◆ GIVEN TASK
Answer these questions about the article on the NIO ET7 below:
(a) What aerodynamic coefficient did the ET7 from earlier this year have, and what was it optimized to?
(b) Which car is the new ET7 tied with on this result?
(c) According to the article, the ET7 is the first of what kind of vehicle for the NIO brand?

◆ QUOTED PASSAGE
····················

Author: Chang Yan
From childhood to adulthood, there is a game genre that has stood the test of time, called “spot the difference”.
In this game, the source of fun is roughly like this: the more subtle the differences between two pictures, the more difficult it is for people to notice, the more fun the game is.
From this perspective, the NIO ET7 has presented a marvelous game today.
You see, this is the ET7 that debuted today.
Compared to the ET7 that appeared at NIO DAY earlier this year, even if you enlarge the details for me to see, I cannot tell the difference.
But these two cars are different.
The aerodynamic coefficient of this car has been optimized from 0.23 of the one earlier this year to 0.208.
This result is second only to the Mercedes-Benz pure electric flagship EQS and is tied with the Tesla Model S Plaid, achieving second place in the world.
Mobilization of All Forces
From the positioning of the ET7, it is not easy to achieve this result.
On the one hand, the ET7 is the first sedan of the NIO brand, and the design needs to have a high degree of recognition of the NIO family characteristics while adapting to the new body shape and then doing detailed optimization.
On the other hand, the price and size positioning of the ET7 determine that its design cannot be too bizarre, it needs to have the space size and stable and dignified feeling that this level of car model should have, and then consider the issue of air resistance.

····················

◆ EXCERPTED DATA
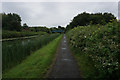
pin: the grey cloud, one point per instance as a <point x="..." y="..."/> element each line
<point x="55" y="13"/>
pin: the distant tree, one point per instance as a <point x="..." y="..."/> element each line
<point x="11" y="21"/>
<point x="87" y="19"/>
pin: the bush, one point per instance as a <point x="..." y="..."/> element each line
<point x="101" y="44"/>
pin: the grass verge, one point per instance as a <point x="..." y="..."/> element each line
<point x="36" y="65"/>
<point x="85" y="64"/>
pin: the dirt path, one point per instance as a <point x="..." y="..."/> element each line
<point x="65" y="66"/>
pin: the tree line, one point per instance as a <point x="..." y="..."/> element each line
<point x="84" y="19"/>
<point x="12" y="22"/>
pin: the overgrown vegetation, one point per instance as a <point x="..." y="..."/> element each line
<point x="36" y="65"/>
<point x="16" y="51"/>
<point x="96" y="49"/>
<point x="84" y="19"/>
<point x="16" y="34"/>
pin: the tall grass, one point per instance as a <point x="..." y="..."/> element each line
<point x="36" y="65"/>
<point x="15" y="51"/>
<point x="15" y="34"/>
<point x="101" y="45"/>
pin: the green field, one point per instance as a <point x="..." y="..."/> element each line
<point x="16" y="34"/>
<point x="16" y="51"/>
<point x="36" y="65"/>
<point x="96" y="49"/>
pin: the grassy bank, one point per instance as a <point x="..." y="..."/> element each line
<point x="36" y="65"/>
<point x="16" y="51"/>
<point x="15" y="34"/>
<point x="96" y="49"/>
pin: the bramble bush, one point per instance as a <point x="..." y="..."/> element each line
<point x="101" y="44"/>
<point x="14" y="52"/>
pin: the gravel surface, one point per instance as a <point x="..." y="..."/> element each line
<point x="65" y="65"/>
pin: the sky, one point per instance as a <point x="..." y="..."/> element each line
<point x="55" y="13"/>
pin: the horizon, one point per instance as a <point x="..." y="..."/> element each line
<point x="46" y="13"/>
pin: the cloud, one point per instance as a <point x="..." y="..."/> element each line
<point x="55" y="13"/>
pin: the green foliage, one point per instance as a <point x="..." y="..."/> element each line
<point x="16" y="34"/>
<point x="15" y="51"/>
<point x="101" y="44"/>
<point x="11" y="22"/>
<point x="36" y="65"/>
<point x="84" y="19"/>
<point x="25" y="25"/>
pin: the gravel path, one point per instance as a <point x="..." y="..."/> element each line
<point x="65" y="66"/>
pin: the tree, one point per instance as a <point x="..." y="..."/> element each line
<point x="84" y="19"/>
<point x="25" y="25"/>
<point x="11" y="22"/>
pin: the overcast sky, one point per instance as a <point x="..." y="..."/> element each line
<point x="52" y="14"/>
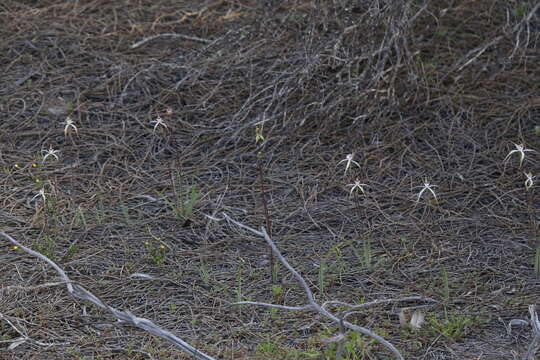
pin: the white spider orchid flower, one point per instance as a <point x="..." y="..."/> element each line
<point x="350" y="160"/>
<point x="520" y="148"/>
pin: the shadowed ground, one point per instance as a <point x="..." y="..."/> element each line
<point x="438" y="93"/>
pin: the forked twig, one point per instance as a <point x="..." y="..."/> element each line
<point x="142" y="323"/>
<point x="312" y="304"/>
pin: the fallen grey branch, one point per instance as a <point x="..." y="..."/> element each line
<point x="142" y="323"/>
<point x="313" y="305"/>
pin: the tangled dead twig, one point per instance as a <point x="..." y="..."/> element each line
<point x="124" y="316"/>
<point x="313" y="305"/>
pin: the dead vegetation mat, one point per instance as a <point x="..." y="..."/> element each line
<point x="437" y="92"/>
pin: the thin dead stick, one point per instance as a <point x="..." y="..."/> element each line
<point x="313" y="305"/>
<point x="173" y="35"/>
<point x="536" y="333"/>
<point x="142" y="323"/>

····················

◆ RESPONSE BELOW
(a) It went from 0.23 to 0.208.
(b) The Tesla Model S Plaid.
(c) The first sedan.